We’re living in unprecedented times. Yesterday, Governor Newsom implemented a “Safer at Home” order statewide, bringing to the rest of us what the Bay Area and cities and countries around the world had already been experiencing. Mayor Garcetti reiterated this step and imposed a stay-at-home order in the City of LA. These measures are meant to be in effect until 19th April. These orders instruct all of us, with the exception of people whose jobs are deemed ‘essential’, to stay home, to only go out for essential services, to stay six feet away from others, and not to gather in groups of more than ten people.
Today, New York state joined California in mandating all non-essential workers to stay home. This means that more than 20% of Americans will be staying home after New York’s orders go into effect on Sunday. All of these seemingly extreme measures are rightly being taken to curb the spread of COVID-19 at a moment when more than a quarter of a million people around the world have become infected.

Work instructions |
1. Repeat the passage about stay-at-home orders from "Today, New York" to "have become infected.".
2. According to the passage about stay-at-home orders, what share of Americans will be staying home once New York's orders go into effect?
3. Extend the passage about stay-at-home orders, picking up right after its final sentence.

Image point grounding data

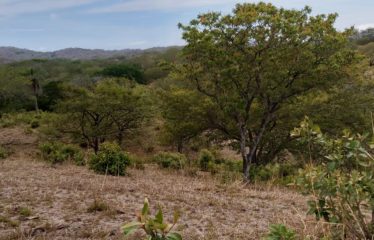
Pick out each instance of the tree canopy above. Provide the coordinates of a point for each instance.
(253, 61)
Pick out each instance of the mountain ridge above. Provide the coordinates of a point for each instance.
(14, 54)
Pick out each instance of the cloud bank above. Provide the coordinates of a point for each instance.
(16, 7)
(148, 5)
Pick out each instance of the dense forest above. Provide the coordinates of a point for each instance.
(262, 96)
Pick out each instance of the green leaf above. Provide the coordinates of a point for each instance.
(159, 218)
(176, 216)
(145, 209)
(130, 228)
(174, 236)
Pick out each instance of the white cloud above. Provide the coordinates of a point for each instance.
(365, 26)
(16, 7)
(146, 5)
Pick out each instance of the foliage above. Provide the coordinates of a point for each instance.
(280, 173)
(53, 92)
(206, 159)
(342, 186)
(129, 71)
(252, 62)
(280, 232)
(170, 160)
(109, 111)
(155, 227)
(97, 206)
(110, 160)
(56, 153)
(184, 112)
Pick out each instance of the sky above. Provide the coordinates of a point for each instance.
(48, 25)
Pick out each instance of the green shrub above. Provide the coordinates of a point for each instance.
(280, 232)
(137, 162)
(206, 158)
(280, 173)
(34, 124)
(110, 160)
(56, 153)
(154, 227)
(170, 160)
(342, 187)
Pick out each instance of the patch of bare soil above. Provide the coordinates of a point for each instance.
(38, 201)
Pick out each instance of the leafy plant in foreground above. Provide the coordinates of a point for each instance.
(280, 232)
(154, 227)
(342, 187)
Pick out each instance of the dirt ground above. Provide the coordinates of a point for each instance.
(39, 201)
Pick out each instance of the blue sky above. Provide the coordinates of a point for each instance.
(47, 25)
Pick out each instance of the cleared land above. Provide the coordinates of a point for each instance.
(38, 201)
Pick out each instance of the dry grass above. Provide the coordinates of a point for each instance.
(59, 200)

Answer list |
1.
Today, New York state joined California in mandating all non-essential workers to stay home. This means that more than 20% of Americans will be staying home after New York’s orders go into effect on Sunday. All of these seemingly extreme measures are rightly being taken to curb the spread of COVID-19 at a moment when more than a quarter of a million people around the world have become infected.

2. More than 20% of Americans.

3.
Thankfully, California seems to have become a national leader in the response to coronavirus in the United States. President Trump has commended Governor Newsom on his actions, something many of us never thought we’d see. However, the well-deserved praise for Sacramento’s response to this crisis obscures a seriously inadequate response to a separate but related one: housing.
We can all agree that more space between people is the best thing during a crisis like this. Maintaining social distance can and will help curb this outbreak. When most of us think of “social distance” – or in less uncertain times, personal space that allows for “me time” – home is what comes to mind. Your bedroom or your favorite sofa to sprawl out on, removed from other humans. To those of us for whom home is that place, the “Safer at Home” orders make a lot of sense. And indeed, from a big-picture, public health perspective that’s certainly true.
But for far too many people in LA and around the country, home is in fact not that. According to the Annual Affordable Housing Outcomes Report published by the California Housing Partnership, crowded households are not rare among Angelenos. Using the US Census’s definitions of a “room” and data from the American Community Survey, the report defines an overcrowded household as one in which more than one adult or two children share a room. A “severely” overcrowded household is one in which more than two adults or four children share a room. As shown in the graph below, this is the reality for a lot of people.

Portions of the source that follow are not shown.